● **PAGE EXCERPT**:
Defusing Radical Alice Neel

 

 

 

Observe these two portraits

On the right is the feature image of the Metropolitan Museum of Art current exhibition of the work of Alice Neel “People Come First”

It is identified as a portrait of “Elenka”1936,  about which there is no information except that she “presumably numbered among the several bohemians with whom Neel associated in Greenwich Village”  Neel lived in Greenwich Village from 1931-38 . It was donated to the museum by the sons of the artist.

 

On the left is “Marxist Girl (Irene Peslikis) 1972 –  radical feminist and crucial supporter of second generation feminism. Her pose and clothes suggest her radical position, austere colors, monochrome black, unadorned, with a confident leg slung over one arm of the chair, and a single arm raised that shows her unshaven armpit. In addition,  Peslikis is  famous as a founder of Redstocking Artists in 1971, she co founded the Feminist Art Journal, which also in its first issue supported Neel . The Met catalog finds it curious that the work was titled “Marxist Girl” when, as they claim she was  “known at the time not as a Marxist but as a feminist.” But they also mention that she was an early member of New York’s Radical Women, a group that is avowedly Marxist and more specifically and defiantly Trotskyite.  The Met catalog says RW is “feminist”. Clearly the Met wants to rush away from any Marxism in the 1970s, just as they want to avoid Communism and Socialism in the 1930s

 

Elenka on the other hand, wears a ruffled, white blouse, her hand dangles languidly in front of her shoulder without intention. She wears careful makeup. Her face is expressionless and mask like.

The differences are telling: in clothing, in pose, even in the yellow background, which in Elenka is pale and in Marxist Girl is intensely saturated. One woman appears to be static, the other dynamic, so although we know little about Elenka, we can tell she was not an activist from the portrait.

 

So why did the Met decide to put this portrait on the cover of its catalog? Perhaps because they owned it as a gift from the artists sons, but more important, because it is a mild image compared to Irene Peslikis, it deflates and defuses the radicalism of Alice Neel.

 

And admirable as this large exhibition is with its many categories, large, intelligent catalog, and memorable array of paintings and documents, that seems to be the overall purpose of the exhibition, to soften Neel’s extremely radical painting, perspectives and position.

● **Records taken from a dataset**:
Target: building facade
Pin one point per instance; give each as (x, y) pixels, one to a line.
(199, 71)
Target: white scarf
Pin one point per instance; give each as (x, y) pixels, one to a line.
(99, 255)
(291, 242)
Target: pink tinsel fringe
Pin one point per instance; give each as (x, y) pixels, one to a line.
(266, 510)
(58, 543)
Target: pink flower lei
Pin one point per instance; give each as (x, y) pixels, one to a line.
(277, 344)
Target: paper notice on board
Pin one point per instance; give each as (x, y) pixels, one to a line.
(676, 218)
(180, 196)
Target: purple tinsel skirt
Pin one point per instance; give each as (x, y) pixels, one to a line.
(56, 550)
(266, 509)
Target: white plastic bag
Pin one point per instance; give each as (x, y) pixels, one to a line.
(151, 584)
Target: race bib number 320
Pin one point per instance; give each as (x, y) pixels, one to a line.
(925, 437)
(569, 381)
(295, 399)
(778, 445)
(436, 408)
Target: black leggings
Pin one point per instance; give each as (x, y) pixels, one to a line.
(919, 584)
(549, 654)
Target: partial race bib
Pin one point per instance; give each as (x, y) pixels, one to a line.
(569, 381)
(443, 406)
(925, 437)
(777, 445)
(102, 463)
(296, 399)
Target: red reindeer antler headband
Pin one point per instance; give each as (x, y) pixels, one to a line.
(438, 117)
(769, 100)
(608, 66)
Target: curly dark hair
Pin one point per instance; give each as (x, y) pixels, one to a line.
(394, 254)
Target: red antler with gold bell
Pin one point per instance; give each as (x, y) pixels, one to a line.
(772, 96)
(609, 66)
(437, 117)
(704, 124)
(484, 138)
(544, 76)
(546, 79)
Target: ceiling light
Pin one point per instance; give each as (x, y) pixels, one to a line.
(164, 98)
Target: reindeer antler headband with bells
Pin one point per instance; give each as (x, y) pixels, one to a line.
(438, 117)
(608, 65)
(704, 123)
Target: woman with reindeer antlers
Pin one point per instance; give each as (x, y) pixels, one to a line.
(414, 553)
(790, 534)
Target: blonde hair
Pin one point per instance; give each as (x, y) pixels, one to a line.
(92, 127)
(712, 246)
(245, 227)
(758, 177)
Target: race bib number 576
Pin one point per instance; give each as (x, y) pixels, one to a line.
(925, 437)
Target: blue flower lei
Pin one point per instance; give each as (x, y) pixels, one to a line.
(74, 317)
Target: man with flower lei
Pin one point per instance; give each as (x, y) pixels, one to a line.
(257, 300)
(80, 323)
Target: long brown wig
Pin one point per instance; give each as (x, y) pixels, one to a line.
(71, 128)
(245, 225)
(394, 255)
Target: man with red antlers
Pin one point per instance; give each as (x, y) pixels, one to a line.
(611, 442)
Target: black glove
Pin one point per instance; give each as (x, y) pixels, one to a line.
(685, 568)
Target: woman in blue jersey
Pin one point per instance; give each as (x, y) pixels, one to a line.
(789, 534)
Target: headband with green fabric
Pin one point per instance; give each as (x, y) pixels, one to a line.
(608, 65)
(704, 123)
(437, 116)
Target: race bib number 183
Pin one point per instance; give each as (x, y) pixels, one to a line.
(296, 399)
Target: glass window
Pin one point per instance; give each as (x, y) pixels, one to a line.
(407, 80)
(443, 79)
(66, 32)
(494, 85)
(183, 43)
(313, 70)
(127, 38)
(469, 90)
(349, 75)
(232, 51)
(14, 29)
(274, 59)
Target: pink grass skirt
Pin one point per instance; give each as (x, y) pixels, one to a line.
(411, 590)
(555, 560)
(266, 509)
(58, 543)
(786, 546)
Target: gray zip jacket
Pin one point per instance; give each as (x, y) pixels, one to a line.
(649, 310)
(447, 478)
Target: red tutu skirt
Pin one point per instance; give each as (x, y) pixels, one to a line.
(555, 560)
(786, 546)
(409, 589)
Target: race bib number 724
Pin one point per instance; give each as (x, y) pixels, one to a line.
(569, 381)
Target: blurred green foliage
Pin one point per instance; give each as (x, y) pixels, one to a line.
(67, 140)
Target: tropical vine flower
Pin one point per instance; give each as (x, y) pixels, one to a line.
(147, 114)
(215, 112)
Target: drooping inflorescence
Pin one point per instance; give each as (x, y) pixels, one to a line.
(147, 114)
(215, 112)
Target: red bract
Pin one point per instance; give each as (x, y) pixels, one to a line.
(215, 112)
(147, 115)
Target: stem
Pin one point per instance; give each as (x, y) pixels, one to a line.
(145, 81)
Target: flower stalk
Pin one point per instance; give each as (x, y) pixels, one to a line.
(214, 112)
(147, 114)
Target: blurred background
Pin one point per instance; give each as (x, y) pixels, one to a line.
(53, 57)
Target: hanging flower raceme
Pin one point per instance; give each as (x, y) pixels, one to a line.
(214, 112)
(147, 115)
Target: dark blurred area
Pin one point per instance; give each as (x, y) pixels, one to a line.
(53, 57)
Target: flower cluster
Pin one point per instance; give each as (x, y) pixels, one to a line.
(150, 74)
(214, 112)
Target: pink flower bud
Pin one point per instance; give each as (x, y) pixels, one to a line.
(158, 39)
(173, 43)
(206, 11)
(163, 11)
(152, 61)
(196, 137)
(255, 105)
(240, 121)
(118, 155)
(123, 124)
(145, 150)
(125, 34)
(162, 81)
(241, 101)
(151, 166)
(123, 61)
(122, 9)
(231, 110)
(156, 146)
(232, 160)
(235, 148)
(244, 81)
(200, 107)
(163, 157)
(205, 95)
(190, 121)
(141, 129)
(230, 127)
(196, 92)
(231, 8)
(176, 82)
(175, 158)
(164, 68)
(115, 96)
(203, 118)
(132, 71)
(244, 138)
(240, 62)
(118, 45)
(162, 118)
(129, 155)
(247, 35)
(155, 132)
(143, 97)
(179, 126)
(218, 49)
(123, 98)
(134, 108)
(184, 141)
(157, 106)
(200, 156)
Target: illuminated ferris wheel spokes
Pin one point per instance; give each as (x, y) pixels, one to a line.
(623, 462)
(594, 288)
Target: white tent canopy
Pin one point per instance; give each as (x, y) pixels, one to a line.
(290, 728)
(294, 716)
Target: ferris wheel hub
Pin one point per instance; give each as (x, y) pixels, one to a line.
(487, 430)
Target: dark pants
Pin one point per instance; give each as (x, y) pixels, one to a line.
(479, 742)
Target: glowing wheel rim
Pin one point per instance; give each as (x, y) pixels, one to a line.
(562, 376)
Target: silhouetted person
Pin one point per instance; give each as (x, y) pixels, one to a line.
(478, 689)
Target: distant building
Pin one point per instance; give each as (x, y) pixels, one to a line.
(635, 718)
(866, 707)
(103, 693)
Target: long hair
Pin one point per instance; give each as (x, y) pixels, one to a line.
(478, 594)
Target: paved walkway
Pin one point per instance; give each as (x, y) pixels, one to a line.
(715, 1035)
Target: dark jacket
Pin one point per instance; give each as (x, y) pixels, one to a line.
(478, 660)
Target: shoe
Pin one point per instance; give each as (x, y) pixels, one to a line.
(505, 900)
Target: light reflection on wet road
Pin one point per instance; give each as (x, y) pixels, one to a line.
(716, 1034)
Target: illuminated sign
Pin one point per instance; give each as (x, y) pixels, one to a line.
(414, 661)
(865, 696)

● **WHAT TO PRODUCE**:
Rewrite the part of the Alice Neel essay starting with "It is identified" and going on through "of the artist.", putting "artists" in place of "bohemians". Rely only on the essay about Alice Neel.

● **SOLUTION TO THIS PROBLEM**:
It is identified as a portrait of “Elenka”1936,  about which there is no information except that she “presumably numbered among the several artists with whom Neel associated in Greenwich Village”  Neel lived in Greenwich Village from 1931-38 . It was donated to the museum by the sons of the artist.